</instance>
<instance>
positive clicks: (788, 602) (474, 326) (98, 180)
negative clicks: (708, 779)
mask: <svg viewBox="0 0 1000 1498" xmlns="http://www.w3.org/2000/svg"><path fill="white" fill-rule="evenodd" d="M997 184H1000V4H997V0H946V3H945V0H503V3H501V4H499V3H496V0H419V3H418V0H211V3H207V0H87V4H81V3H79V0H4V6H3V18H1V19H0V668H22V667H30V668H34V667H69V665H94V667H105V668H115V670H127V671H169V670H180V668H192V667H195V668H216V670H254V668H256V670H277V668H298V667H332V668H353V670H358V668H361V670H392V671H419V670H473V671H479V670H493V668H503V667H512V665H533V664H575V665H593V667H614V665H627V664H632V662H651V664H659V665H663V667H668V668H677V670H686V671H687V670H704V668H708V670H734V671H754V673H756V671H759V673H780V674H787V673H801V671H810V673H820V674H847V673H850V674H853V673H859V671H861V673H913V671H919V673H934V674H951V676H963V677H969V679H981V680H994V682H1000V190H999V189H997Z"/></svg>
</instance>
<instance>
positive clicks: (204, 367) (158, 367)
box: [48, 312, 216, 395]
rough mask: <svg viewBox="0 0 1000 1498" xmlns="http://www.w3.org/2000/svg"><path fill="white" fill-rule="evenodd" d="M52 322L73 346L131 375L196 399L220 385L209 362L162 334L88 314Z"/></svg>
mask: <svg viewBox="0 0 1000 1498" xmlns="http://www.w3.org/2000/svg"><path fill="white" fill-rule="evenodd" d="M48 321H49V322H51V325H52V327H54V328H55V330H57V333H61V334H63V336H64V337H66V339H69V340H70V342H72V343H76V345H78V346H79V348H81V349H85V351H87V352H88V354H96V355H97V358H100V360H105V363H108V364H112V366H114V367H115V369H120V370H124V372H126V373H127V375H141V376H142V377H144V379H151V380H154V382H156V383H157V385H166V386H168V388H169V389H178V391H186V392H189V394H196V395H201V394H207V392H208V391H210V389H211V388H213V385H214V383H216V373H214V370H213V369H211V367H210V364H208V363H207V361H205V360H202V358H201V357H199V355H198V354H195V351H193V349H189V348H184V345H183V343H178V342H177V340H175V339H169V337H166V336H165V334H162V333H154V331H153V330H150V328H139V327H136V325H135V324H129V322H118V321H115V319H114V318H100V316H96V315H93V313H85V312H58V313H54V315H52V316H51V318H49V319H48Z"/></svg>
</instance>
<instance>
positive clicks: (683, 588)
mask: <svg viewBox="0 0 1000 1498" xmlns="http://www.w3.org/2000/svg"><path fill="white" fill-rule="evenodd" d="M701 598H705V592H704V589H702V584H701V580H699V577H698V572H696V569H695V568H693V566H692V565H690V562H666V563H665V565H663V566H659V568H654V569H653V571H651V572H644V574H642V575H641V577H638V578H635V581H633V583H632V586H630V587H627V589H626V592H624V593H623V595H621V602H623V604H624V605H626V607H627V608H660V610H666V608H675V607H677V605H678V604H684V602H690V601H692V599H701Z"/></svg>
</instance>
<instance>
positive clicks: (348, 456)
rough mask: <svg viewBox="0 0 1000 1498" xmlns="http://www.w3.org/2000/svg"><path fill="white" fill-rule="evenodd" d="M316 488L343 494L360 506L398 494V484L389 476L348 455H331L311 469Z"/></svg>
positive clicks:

• _What the task requires_
Extract every line in the records above that contains the string "positive". Treat uppercase and lowercase as different.

• _Exercise answer_
positive clicks: (788, 602) (474, 326) (98, 180)
positive clicks: (204, 367) (158, 367)
positive clicks: (683, 588)
positive clicks: (348, 456)
positive clicks:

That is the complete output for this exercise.